# Geëxtraheerde tekst
>>>
Met Hemelvaart lijkt Jezus uit het zicht verdwenen. Het Johannesevangelie suggereert echter dat Jezus’ weggaan zijn werkelijke en definitieve komst betekent. Erik Borgman reflecteert op deze paradox. Wanneer we ons Jezus’ perspectief eigen maken, zien we hem niet meer, maar zie wij vanuit hem 'de wereld in God'. Dat dit perspectief steeds weer levengevend blijkt, is voor Borgman ook de ultieme reden om hoe dan ook 'van de kerk' te blijven. De woorden die daar klinken blijken steeds weer op verrassende wijze woorden van eeuwig leven.
<<<
# Getoonde gegevens
>>>
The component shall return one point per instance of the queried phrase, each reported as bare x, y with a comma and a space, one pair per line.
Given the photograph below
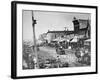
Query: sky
47, 20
<<<
# Opdrachten
[1] Bewerk het gedeelte van de tekst over Hemelvaart tussen "Met Hemelvaart lijkt" en "van eeuwig leven.", inclusief. Geef het opnieuw weer en vervang daarin "levengevend" door "levenschenkend".
[2] Wat is volgens de tekst over Hemelvaart voor Borgman de ultieme reden om hoe dan ook 'van de kerk' te blijven?

# Antwoorden
[1]
Met Hemelvaart lijkt Jezus uit het zicht verdwenen. Het Johannesevangelie suggereert echter dat Jezus’ weggaan zijn werkelijke en definitieve komst betekent. Erik Borgman reflecteert op deze paradox. Wanneer we ons Jezus’ perspectief eigen maken, zien we hem niet meer, maar zie wij vanuit hem 'de wereld in God'. Dat dit perspectief steeds weer levenschenkend blijkt, is voor Borgman ook de ultieme reden om hoe dan ook 'van de kerk' te blijven. De woorden die daar klinken blijken steeds weer op verrassende wijze woorden van eeuwig leven.

[2] Dat Jezus’ perspectief, als we ons dat eigen maken, steeds weer levengevend blijkt.